Rewrite every line of the listing below as a numbered list with the blank lines left out. Don't include the pictures in your answer.

**Input for this task**
____________________
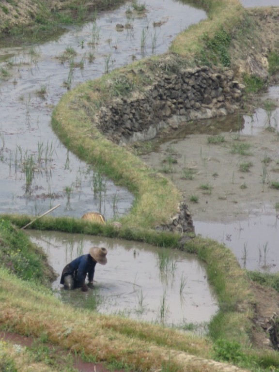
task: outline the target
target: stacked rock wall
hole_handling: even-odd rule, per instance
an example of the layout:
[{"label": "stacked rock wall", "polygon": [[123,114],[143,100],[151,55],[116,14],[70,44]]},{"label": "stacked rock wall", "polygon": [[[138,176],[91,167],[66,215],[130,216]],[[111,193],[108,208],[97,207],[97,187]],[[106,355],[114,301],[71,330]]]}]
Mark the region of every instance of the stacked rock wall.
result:
[{"label": "stacked rock wall", "polygon": [[95,124],[107,137],[120,145],[150,140],[162,128],[232,113],[242,106],[245,86],[230,70],[183,68],[158,73],[153,81],[101,108]]}]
____________________
**Worked solution**
1. task: outline the target
2. target: stacked rock wall
3. hole_handling: even-odd rule, per instance
4. an example of the layout:
5. [{"label": "stacked rock wall", "polygon": [[123,114],[143,100],[151,55],[116,14],[70,44]]},{"label": "stacked rock wall", "polygon": [[[138,176],[91,167],[66,215],[130,216]],[[111,193],[108,208],[97,207],[97,187]],[[106,355],[114,301],[71,330]]]}]
6. Mark the region of every instance of the stacked rock wall.
7. result:
8. [{"label": "stacked rock wall", "polygon": [[95,124],[107,137],[120,145],[150,140],[162,128],[232,113],[242,106],[245,86],[230,70],[183,68],[158,73],[153,81],[101,108]]}]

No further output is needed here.